**Your goal**: Without including any images, repeat the data exactly.

--- Start of Supplied material ---

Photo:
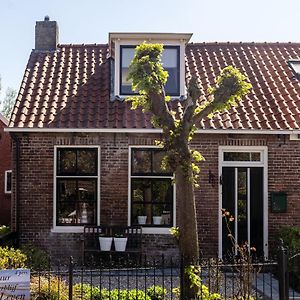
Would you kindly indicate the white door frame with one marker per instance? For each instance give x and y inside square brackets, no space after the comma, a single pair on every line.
[262,163]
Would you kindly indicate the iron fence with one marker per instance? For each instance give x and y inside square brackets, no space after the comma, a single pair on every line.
[159,277]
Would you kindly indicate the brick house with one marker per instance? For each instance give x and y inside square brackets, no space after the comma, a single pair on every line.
[80,155]
[5,173]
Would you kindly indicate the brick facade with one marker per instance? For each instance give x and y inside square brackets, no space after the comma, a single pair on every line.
[34,214]
[5,164]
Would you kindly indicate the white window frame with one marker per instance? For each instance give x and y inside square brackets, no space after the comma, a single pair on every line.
[180,44]
[6,191]
[263,150]
[73,229]
[156,229]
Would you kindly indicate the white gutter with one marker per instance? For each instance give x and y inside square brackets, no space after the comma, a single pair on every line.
[150,130]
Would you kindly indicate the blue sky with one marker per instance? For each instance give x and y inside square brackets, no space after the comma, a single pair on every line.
[90,21]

--- End of Supplied material ---

**Solution below**:
Photo:
Would you kindly indicate the white door frame with one marker per instance? For each instance give x and y inside square brackets, no space after the comma, a single pair on every line.
[262,163]
Would you kindly indicate the iron fence with one marker per instance? For each instance give x and y inside square brackets, no space after the comma, a single pair on every line.
[159,277]
Would you kindly indicate the brick house with one marker per instance? For each instance give x and y inside square brackets, no space after the comma, a single pair on every line.
[80,155]
[5,173]
Would you kindly indicate the brick facade with one marker per instance? For each instance give x and y inside square brackets, no space after the comma, a single pair on every line.
[34,214]
[5,164]
Would you kindly indicate the white window frame with one marker per instance? For each instance give x and y inside square brackets, no space after the comma, a single pair on every line.
[180,44]
[6,191]
[263,150]
[73,229]
[156,229]
Would you kindly indicate the white gutter with one marker per instance? For each instance give x and y inside square brackets, no space after the comma, a single pair on every line.
[150,130]
Would you kindly indicate the blue sky with one marker per instance? For each instance give x and y inside square brackets, no space after the comma, a single pair on every line.
[90,21]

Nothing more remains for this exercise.